> [Source excerpt]
↓↓↓

Q-learning is a reinforcement learning technique that provides a model of how agents use memory to make decisions. In my implementation, the agent finds the optimal policy for a Markov decision process by transitioning to the state with the highest expected value.

AGENT

Explanation

In the visualization above, the agent (represented by the letter “A”) has the option to move North, South, East, or West from each position. From each state the agent picks the option with the highest expected value. If there are multiple options with the same highest value, it picks from these at random. Each time it moves, it updates its memory with the result of its decision and, should the agent ever find itself in the same position, the next time it will act based on the memory of what happened previously. Since there is a movement cost, the agent will be movtivated to try new paths if it doesn’t get rewarded for a move. The agent moves around the space until it reaches a goal state. After it reaches the goal (represented by the black squre), it starts again, but now with a “memory” of the events that transpired in the previous iterations. As the agent repeats the journey a path begins to emerge, and, in the visualization, the squares leading to the goal state darken as their expected values increase. The iterations stop when the agent converges on a path.

↑↑↑

> [Set exercise 1] From the entries below, extract every line that contains the string "dark", matching case exactly.

> [Supplied information]
↓↓↓

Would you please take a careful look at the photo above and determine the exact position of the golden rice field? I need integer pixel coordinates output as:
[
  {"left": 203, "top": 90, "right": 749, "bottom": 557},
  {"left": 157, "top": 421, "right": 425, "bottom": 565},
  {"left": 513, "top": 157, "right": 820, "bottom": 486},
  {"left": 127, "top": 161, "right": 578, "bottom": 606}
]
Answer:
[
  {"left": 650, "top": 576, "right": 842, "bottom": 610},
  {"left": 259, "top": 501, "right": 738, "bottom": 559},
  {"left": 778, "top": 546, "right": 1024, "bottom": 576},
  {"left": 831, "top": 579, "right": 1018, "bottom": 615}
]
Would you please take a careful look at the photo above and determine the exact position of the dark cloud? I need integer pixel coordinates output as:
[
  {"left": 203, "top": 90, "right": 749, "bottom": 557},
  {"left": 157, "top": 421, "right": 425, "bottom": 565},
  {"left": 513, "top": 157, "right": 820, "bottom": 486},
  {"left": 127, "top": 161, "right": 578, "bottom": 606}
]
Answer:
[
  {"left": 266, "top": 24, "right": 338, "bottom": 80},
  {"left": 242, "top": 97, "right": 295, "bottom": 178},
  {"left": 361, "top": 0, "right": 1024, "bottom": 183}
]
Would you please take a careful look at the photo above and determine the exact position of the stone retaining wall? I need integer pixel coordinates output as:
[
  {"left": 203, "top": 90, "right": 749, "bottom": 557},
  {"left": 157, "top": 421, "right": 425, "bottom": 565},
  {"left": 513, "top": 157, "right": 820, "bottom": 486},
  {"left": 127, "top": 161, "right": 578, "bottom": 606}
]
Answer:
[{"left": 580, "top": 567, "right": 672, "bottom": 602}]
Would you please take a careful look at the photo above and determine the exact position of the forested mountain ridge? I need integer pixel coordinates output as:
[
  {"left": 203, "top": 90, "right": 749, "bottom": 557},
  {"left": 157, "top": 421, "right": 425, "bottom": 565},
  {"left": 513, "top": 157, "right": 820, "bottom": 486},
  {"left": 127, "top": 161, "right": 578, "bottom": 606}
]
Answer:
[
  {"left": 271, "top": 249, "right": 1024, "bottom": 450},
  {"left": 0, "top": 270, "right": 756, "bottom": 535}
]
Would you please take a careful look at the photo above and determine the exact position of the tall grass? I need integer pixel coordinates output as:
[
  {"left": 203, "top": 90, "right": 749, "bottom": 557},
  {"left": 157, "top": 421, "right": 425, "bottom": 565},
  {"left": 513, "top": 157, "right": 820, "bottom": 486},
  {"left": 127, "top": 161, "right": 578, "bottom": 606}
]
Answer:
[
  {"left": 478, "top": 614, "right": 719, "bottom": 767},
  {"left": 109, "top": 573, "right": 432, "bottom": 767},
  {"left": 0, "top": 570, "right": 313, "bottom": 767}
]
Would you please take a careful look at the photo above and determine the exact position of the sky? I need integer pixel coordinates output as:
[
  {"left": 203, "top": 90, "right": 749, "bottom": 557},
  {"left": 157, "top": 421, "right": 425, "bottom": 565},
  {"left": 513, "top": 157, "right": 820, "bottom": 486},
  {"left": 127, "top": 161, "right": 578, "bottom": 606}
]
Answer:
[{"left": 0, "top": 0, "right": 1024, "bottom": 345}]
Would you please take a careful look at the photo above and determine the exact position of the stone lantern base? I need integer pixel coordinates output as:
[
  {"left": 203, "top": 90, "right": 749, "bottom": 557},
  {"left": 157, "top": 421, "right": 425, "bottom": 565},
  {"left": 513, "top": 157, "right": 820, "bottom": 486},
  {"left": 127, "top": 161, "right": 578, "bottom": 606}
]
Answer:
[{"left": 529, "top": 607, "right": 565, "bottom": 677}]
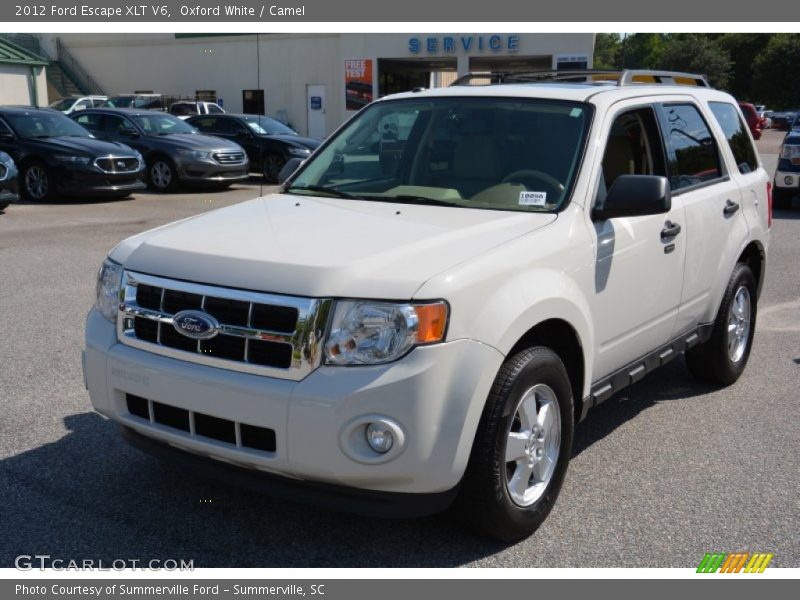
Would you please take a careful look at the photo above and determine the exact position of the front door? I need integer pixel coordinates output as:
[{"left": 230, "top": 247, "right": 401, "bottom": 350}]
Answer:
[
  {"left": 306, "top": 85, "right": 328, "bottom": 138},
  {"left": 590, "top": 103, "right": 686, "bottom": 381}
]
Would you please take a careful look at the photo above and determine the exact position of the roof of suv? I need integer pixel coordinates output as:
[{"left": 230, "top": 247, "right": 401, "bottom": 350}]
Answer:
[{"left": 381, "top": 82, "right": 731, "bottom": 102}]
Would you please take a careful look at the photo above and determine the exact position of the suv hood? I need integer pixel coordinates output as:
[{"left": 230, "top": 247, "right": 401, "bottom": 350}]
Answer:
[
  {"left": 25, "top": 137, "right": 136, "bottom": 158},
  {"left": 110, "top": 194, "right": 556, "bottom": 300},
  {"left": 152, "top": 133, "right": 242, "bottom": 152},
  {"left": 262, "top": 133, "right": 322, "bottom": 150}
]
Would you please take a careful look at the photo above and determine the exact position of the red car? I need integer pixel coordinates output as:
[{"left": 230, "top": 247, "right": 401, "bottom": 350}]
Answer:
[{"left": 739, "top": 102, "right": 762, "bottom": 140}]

↑↑↑
↓↓↓

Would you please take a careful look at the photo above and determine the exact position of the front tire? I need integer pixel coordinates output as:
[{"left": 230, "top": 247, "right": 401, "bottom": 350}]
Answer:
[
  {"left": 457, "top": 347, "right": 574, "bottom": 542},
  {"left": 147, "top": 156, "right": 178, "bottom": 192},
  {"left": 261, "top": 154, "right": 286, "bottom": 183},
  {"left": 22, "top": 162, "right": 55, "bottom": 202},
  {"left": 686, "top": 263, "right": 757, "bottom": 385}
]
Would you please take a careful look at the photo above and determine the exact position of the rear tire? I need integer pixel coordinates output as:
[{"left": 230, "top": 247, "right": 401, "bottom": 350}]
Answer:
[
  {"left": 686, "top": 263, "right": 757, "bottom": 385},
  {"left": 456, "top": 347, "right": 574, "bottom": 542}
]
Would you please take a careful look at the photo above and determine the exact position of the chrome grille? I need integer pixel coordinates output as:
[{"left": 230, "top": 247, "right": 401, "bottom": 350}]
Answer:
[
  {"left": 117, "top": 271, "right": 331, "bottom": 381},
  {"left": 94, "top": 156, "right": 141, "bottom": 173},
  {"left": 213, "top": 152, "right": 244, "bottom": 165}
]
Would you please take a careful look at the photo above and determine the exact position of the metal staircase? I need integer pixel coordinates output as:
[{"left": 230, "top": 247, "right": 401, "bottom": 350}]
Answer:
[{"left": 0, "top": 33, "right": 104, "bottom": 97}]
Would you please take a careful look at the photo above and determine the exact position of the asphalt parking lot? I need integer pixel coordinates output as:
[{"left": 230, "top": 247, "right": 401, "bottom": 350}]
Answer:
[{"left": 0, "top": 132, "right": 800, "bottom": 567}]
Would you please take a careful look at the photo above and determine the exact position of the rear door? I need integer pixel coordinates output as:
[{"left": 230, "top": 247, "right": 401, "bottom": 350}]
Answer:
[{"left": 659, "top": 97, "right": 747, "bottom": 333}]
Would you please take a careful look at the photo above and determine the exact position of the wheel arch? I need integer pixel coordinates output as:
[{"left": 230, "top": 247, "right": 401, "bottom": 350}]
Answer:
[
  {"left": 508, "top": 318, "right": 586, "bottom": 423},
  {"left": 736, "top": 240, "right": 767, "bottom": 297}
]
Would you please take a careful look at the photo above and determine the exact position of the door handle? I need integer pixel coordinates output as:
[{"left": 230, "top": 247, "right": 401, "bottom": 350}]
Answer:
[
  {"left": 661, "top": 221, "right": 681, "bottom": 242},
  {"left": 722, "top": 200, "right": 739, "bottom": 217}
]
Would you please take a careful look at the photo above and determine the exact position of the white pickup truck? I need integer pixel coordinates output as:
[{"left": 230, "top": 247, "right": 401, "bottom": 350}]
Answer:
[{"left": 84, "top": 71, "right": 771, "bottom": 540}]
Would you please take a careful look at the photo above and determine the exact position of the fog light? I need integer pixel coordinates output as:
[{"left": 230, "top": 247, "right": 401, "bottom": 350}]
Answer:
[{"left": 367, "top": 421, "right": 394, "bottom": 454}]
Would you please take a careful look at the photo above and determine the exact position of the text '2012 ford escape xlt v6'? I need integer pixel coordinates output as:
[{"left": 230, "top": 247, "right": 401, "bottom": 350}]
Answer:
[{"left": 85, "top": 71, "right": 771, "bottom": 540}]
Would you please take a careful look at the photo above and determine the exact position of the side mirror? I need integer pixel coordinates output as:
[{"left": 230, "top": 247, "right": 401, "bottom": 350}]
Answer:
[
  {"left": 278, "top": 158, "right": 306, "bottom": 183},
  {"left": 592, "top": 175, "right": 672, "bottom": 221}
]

↑↑↑
↓↓↓

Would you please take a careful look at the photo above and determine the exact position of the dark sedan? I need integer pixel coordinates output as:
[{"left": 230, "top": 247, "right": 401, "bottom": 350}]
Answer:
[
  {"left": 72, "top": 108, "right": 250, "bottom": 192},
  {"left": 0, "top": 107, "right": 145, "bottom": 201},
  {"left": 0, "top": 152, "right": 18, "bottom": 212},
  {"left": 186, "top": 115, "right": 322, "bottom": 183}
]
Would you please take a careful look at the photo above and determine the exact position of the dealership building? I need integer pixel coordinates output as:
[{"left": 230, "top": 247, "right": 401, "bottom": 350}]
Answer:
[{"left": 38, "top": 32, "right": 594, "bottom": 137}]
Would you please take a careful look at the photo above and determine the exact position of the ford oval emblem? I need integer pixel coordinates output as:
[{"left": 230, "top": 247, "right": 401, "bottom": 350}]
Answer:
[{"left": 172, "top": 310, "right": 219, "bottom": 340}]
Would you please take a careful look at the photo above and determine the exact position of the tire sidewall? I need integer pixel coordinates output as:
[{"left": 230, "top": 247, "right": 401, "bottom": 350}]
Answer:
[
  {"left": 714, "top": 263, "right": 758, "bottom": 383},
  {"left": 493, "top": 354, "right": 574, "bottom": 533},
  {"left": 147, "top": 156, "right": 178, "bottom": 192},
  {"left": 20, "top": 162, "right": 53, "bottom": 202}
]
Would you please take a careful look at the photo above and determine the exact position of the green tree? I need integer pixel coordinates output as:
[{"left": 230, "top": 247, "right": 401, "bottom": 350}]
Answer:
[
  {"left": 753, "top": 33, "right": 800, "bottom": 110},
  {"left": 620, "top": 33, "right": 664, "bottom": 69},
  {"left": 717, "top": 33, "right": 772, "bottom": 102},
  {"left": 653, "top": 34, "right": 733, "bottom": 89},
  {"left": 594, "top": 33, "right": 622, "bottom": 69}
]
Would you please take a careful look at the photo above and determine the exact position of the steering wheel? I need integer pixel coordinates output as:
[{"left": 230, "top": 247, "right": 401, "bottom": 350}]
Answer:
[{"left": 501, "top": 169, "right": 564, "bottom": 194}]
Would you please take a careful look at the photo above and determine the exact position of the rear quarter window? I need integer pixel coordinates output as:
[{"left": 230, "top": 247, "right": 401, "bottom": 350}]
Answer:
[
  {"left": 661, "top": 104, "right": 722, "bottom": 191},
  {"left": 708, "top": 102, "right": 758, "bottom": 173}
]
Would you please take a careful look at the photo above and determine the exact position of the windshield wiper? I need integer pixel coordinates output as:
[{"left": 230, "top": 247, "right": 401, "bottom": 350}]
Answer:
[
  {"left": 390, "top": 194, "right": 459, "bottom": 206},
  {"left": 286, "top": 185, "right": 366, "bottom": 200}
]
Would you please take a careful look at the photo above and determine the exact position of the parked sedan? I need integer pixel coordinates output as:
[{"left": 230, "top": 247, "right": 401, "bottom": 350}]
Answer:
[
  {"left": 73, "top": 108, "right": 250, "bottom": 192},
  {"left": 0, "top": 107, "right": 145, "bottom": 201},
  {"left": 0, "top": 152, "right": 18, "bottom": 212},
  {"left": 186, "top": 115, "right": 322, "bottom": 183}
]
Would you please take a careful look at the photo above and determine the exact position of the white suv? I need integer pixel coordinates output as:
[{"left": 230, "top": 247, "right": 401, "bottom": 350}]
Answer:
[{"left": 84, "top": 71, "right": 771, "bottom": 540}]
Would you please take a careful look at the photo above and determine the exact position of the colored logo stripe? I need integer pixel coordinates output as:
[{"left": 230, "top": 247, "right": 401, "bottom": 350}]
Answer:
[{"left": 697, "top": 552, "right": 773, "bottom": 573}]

↑↑↑

> [Set exercise 2] Retype the entire Q-learning excerpt above without any changes.

> [Full response 1]
Would you please take a careful look at the photo above and determine the exact position of the dark cloud? I need integer pixel coordinates output as:
Would you please take a careful look at the photo above and determine the exact position of the dark sedan? I need integer pixel coordinates output as:

> [Full response 2]
Q-learning is a reinforcement learning technique that provides a model of how agents use memory to make decisions. In my implementation, the agent finds the optimal policy for a Markov decision process by transitioning to the state with the highest expected value.

AGENT

Explanation

In the visualization above, the agent (represented by the letter “A”) has the option to move North, South, East, or West from each position. From each state the agent picks the option with the highest expected value. If there are multiple options with the same highest value, it picks from these at random. Each time it moves, it updates its memory with the result of its decision and, should the agent ever find itself in the same position, the next time it will act based on the memory of what happened previously. Since there is a movement cost, the agent will be movtivated to try new paths if it doesn’t get rewarded for a move. The agent moves around the space until it reaches a goal state. After it reaches the goal (represented by the black squre), it starts again, but now with a “memory” of the events that transpired in the previous iterations. As the agent repeats the journey a path begins to emerge, and, in the visualization, the squares leading to the goal state darken as their expected values increase. The iterations stop when the agent converges on a path.